Task brief:
Reproduce the listing below verbatim.

[Source data]
========

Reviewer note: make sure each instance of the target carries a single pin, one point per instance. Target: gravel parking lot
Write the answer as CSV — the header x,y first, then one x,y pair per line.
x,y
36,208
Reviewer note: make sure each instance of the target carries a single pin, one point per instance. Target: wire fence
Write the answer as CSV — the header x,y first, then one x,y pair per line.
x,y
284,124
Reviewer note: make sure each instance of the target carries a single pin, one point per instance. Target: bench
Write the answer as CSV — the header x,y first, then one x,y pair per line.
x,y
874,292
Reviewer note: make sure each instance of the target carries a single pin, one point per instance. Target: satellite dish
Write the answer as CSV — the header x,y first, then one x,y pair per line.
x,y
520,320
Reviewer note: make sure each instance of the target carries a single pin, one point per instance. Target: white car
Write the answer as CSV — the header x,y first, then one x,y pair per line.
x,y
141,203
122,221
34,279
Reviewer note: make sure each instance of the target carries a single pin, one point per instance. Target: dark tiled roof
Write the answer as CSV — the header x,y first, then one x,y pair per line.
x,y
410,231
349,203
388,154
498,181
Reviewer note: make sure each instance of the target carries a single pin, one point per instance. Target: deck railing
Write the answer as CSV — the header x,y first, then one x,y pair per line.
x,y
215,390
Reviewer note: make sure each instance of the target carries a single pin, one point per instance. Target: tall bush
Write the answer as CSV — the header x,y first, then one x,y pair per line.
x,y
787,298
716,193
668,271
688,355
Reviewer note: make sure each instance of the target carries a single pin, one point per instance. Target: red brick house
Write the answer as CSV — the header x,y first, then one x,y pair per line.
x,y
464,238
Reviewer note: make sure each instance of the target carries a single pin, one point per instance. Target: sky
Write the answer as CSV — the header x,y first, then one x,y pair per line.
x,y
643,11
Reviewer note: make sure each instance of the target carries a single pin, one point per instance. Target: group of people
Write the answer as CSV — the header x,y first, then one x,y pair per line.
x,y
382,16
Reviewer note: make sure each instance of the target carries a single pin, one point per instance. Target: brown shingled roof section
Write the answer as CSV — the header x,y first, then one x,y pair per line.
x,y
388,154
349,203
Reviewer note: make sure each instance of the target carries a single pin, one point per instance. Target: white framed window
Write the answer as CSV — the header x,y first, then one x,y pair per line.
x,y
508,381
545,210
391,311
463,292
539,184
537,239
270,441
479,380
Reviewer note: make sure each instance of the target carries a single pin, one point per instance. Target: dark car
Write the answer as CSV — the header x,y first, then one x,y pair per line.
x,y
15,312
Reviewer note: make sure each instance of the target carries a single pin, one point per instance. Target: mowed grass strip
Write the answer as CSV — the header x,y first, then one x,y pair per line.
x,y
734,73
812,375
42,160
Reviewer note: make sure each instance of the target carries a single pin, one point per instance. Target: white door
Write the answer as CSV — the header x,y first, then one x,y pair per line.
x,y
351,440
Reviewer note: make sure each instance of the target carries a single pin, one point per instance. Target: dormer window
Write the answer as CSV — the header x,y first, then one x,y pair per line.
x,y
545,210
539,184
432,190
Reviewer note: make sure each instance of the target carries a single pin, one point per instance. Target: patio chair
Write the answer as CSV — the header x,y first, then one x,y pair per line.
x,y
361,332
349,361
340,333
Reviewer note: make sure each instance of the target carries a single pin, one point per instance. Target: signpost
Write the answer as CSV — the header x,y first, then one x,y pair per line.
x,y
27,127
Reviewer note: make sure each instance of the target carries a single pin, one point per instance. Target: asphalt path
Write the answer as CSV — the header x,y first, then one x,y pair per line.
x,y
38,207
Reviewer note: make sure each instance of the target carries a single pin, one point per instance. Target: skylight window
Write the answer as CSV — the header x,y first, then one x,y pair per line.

========

Response for this exercise:
Reviewer note: make sure each instance of the target carries a single pin, one point per instance. Target: gravel parking lot
Write the answer as CSV — the header x,y first, then one x,y pair per line.
x,y
36,208
Reviewer note: make sure each instance of the target carries a single pin, one point per instance. Target: wire fence
Write the answer as CSV — the header x,y first, then one x,y pair per line.
x,y
284,124
Reviewer note: make sure each instance of the target carries a single pin, one point per instance. Target: bench
Write the answer as CSV — the header x,y first, then one x,y pair per line.
x,y
874,292
Reviewer note: make sure each instance of the target carries a single pin, one point per instance. Target: satellite dish
Write the answer as CSV — the header x,y first, then one x,y pair per line.
x,y
520,320
Reviewer note: make sure each instance of the target carries a single pin, one point per instance. Target: white car
Write the answer as CSV — the header x,y first, then one x,y pair per line.
x,y
141,203
122,221
34,279
Reviewer note: make sure each instance of the target carries a single pin, one point per instance. Target: dark tiled roof
Write the answer as CSV — the header x,y first, then one x,y pair per line.
x,y
410,231
349,203
388,154
498,181
Reviewer note: make sure each instance of the target carries a single pin, one point per instance. Target: deck railing
Write the answer as CSV — the header x,y first, then one x,y pair per line.
x,y
215,390
Reviewer note: make sure each instance of the target carries a single pin, one point per instance. Target: tall bush
Write the answer as CSV — the header x,y first, then one x,y pair per line.
x,y
787,298
716,193
668,271
688,355
Reviewer note: make sure each instance of the target carries a single pin, one point per instance. Target: red brick house
Write the answer as CSV — the header x,y first, then one x,y pair per line.
x,y
464,238
Reviewer note: make sure each instance of the target carries a single pin, one point per instance. Target: sky
Write the answer as CSV — the header x,y first, then one x,y pair per line.
x,y
643,11
Reviewer note: make sure each instance of the target carries a single pin, one point per instance. Target: group of people
Write the answer as CSV — the header x,y first, then one x,y pair per line.
x,y
382,16
Reviewer note: make sure each instance of the target carries a single pin, one point per instance. Target: brown shingled roof section
Write the answer as CSV — the header x,y first, then one x,y pair per line.
x,y
388,154
349,203
Reviewer note: make sure each instance of the target carries a single pin, one point per instance. Target: white framed window
Write the answer as CSV — the header x,y first, then one x,y pair per line.
x,y
508,381
545,210
391,311
463,292
539,184
537,239
270,441
479,380
Reviewer note: make sure each instance of the target carries a single pin, one point per instance. Target: dark car
Write the answer as CSV — the header x,y first, then one x,y pair per line.
x,y
15,312
Reviewer note: make sure each instance of the target carries a single pin, one point per instance. Target: mowed grass strip
Write the answer as CSV — the header x,y first, then one x,y pair per line.
x,y
734,73
812,375
42,160
Reviewer note: make sure each instance of the target carries a single pin, one point per instance. Target: white door
Write the answer as CSV — the header x,y first, then one x,y pair per line.
x,y
351,440
Reviewer note: make sure each instance of the target carries a single pin, one point per instance. Target: dormer window
Write the answer as CSV — the header x,y first, then one x,y pair per line.
x,y
545,210
539,184
432,190
Reviewer note: make sure each instance of the target carries a single pin, one point per instance. Target: patio chair
Write the answer as CSV — the header x,y first, then one x,y pair per line.
x,y
361,332
349,361
340,333
Reviewer note: make sure each instance of the target carries a single pin, one point per instance. Target: signpost
Write the answer as CSV — the header x,y first, then one x,y pair per line.
x,y
27,127
Reviewer note: make sure each instance of the target carries a single pin, one point per instance. Target: asphalt path
Write the answer as CSV — the header x,y first, then one x,y pair per line.
x,y
38,207
Reviewer note: make sure each instance of the target carries a single pin, one point per instance. Target: skylight window
Write the answer as CSV — the header x,y first, then one x,y pair per line.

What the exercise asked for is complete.